++++ Dataset content ++++
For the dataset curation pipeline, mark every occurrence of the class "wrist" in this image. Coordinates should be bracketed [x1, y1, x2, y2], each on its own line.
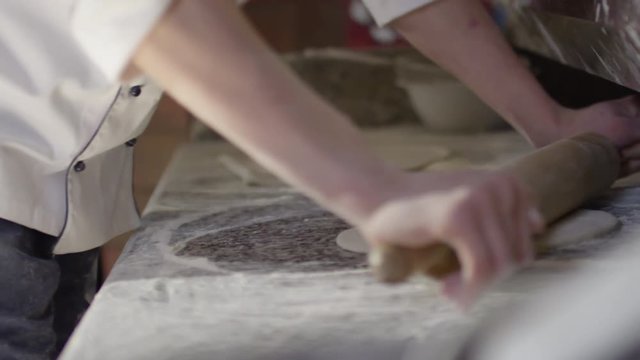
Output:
[326, 165, 407, 226]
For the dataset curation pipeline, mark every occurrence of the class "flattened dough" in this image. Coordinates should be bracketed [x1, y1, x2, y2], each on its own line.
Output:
[373, 145, 451, 171]
[336, 228, 369, 254]
[540, 210, 620, 246]
[336, 210, 620, 254]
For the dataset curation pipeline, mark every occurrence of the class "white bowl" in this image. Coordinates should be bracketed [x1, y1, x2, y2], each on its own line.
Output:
[396, 59, 505, 133]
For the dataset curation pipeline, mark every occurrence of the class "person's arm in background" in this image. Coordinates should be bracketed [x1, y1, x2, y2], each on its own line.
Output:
[384, 0, 640, 171]
[126, 0, 543, 303]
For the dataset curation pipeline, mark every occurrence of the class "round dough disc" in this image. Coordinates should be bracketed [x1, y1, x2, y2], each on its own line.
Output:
[374, 145, 451, 170]
[540, 210, 620, 246]
[336, 228, 369, 254]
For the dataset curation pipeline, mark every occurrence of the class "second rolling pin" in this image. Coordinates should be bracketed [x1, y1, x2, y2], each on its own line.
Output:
[369, 134, 621, 283]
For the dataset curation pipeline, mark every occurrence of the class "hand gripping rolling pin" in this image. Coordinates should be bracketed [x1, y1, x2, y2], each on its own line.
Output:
[369, 134, 621, 283]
++++
» What the exercise asks
Copy out every line of the listing above word for word, omitting the picture.

» Answer below
For the dataset curation pipeline, mark every occurrence of the class "wrist" in this image. Coordinates should be bracketed [x1, y1, x2, y2], each on its own line.
Output:
[326, 165, 407, 226]
For the dataset curation pipeline, mark every occurrence of the class "flattened dough" in this image. Coordinates should be bracketed [x1, y1, x2, y2], each on its own line.
Output:
[373, 145, 451, 171]
[336, 228, 369, 254]
[540, 210, 620, 246]
[336, 210, 620, 254]
For the dataset curation pipeline, mark every occurrence of the class "white bowl" in this image. Coordinates should be bracketed [x1, y1, x2, y2], each on its own line.
Output:
[396, 59, 505, 133]
For the dataset curation pipeline, mark every occurrence of the class "person's arm in background" in this image. Coordinates should be bracketed [x1, y1, x2, y2], each on its own line.
Output:
[384, 0, 640, 171]
[126, 0, 543, 303]
For the dataset curation pipeline, mark every occurrence of the class "round dough disc" in this image. Coordinates should be bracketed [x1, y1, x2, y2], each on its own line.
Output:
[374, 145, 451, 170]
[540, 210, 620, 246]
[336, 228, 369, 254]
For the dataset curation pipeline, mark every occurrence of the class "second rolling pin" in this image. Coordinates should be bracketed [x1, y1, x2, y2], each on its own line.
Output:
[369, 134, 621, 283]
For the dataset curation pipeline, mark every occurrence of the class "hand gripping rolling pin" in this image. Coordinates should be bracketed [x1, y1, x2, y2], each on its own line.
Output:
[369, 134, 621, 283]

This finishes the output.